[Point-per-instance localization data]

::::

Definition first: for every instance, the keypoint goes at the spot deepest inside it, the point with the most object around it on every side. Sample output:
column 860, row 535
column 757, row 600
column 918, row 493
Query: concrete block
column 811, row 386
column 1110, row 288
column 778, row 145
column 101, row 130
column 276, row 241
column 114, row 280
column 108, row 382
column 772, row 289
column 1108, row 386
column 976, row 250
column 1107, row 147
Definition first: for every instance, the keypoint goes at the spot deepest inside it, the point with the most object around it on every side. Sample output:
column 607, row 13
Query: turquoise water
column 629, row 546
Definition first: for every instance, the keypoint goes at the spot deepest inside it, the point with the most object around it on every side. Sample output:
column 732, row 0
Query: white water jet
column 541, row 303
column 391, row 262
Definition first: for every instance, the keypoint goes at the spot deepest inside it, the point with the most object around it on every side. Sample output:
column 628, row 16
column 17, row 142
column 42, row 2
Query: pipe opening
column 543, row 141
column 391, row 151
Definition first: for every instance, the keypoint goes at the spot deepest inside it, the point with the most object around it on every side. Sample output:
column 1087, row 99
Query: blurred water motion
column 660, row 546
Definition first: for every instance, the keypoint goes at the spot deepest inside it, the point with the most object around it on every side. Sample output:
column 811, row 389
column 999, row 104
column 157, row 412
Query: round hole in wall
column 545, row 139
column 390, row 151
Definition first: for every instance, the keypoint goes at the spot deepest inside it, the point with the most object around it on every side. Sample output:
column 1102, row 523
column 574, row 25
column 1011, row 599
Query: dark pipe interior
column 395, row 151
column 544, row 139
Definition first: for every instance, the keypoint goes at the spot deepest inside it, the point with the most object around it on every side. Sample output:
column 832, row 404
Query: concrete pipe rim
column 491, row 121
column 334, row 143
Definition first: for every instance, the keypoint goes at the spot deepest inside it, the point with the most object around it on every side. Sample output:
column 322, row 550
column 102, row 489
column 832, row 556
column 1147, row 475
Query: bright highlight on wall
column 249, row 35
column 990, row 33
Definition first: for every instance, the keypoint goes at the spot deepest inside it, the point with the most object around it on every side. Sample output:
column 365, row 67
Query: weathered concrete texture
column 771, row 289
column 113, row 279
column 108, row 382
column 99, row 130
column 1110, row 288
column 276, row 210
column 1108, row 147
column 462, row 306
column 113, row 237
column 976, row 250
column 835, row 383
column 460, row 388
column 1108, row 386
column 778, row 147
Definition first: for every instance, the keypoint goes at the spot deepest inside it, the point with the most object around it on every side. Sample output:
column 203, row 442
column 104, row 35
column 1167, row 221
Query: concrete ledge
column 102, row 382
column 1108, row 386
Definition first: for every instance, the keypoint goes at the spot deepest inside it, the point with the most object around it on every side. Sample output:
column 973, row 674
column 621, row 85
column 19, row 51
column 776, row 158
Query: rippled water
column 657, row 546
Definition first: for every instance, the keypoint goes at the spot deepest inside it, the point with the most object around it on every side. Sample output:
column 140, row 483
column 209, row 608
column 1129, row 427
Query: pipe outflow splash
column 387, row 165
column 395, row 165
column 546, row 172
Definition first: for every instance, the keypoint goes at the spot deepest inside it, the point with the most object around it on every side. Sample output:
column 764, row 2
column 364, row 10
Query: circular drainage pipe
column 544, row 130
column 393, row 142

::::

EXERCISE. All of the data needs to be reproduced exactly, with no line missing.

RESULT FOR THIS EXERCISE.
Definition first: for every instance, the keypoint goes at the spot deepest inside it, the point with the most object around it on every side. Sample output:
column 860, row 535
column 757, row 600
column 918, row 493
Query: concrete block
column 811, row 386
column 1110, row 288
column 778, row 145
column 101, row 130
column 276, row 241
column 114, row 280
column 108, row 382
column 772, row 289
column 1108, row 386
column 976, row 250
column 1107, row 147
Definition first: for every instance, the keypoint goes at the spot deepest inside it, the point with the most object around it on every side. Sample output:
column 607, row 13
Query: turquoise water
column 629, row 546
Definition first: for every instance, the keypoint goes at the spot deepest inside it, the point with the most object around it on every side. Sample output:
column 732, row 0
Query: white water jet
column 541, row 303
column 391, row 262
Definition first: for every instance, the keypoint goes at the spot deepest inside it, the point with the most object around it on every side. Sample output:
column 628, row 16
column 17, row 142
column 42, row 2
Query: pipe opening
column 543, row 141
column 391, row 151
Definition first: for every instance, the keypoint goes at the spot deepest inside it, the point with the most object around it on every side. Sample output:
column 1087, row 99
Query: blurred water motion
column 660, row 546
Definition first: for every instance, the keypoint goes at the spot deepest inside it, the point with the most object around it on every side. Sample output:
column 811, row 389
column 999, row 104
column 157, row 412
Query: round hole in wall
column 545, row 139
column 390, row 151
Definition first: for every instance, the keypoint goes at the spot deepest inside it, the point with the most object around it on every side. Sample output:
column 1102, row 523
column 574, row 25
column 1011, row 599
Query: dark pipe interior
column 395, row 151
column 544, row 139
Definition first: for every instance, the keypoint goes at the spot deepest inside it, the point with the most object around it on every side. Sample output:
column 832, row 404
Query: concrete pipe rim
column 491, row 121
column 334, row 143
Definition first: for every instance, the keypoint goes at the spot deepest inside it, the point with the most object around it on every side. Sample output:
column 322, row 550
column 102, row 489
column 832, row 556
column 1147, row 475
Query: bright highlight on wall
column 249, row 35
column 990, row 33
Definition first: for every instance, the keypoint goes at the spot deepest inside it, the point with the most object around it on every side. Sample output:
column 365, row 67
Query: weathered concrete texture
column 771, row 289
column 113, row 279
column 108, row 382
column 99, row 130
column 1110, row 288
column 276, row 210
column 1108, row 147
column 462, row 306
column 113, row 237
column 976, row 250
column 835, row 383
column 460, row 388
column 1108, row 386
column 778, row 147
Definition first: for every instance, the keypoint goes at the spot deepest inside it, the point with the most object around it on every side. Sample output:
column 203, row 442
column 104, row 35
column 1167, row 221
Query: concrete ledge
column 102, row 382
column 1108, row 386
Definition first: for every instance, the keypoint goes at the spot deepest inside it, the point with the most object around it on every side. Sample output:
column 973, row 674
column 621, row 85
column 19, row 51
column 776, row 158
Query: rippled water
column 657, row 546
Definition first: for every instance, the keypoint goes at the spot deepest inside it, the point with the most object around it on every side. Sample output:
column 140, row 483
column 209, row 608
column 1129, row 427
Query: pipe outflow splash
column 387, row 165
column 395, row 165
column 546, row 172
Definition first: for every instance, the keypoint goes at the spot deepest inside it, the point with the most object around it on every side. Sample output:
column 764, row 2
column 364, row 10
Query: circular drainage pipe
column 544, row 130
column 393, row 142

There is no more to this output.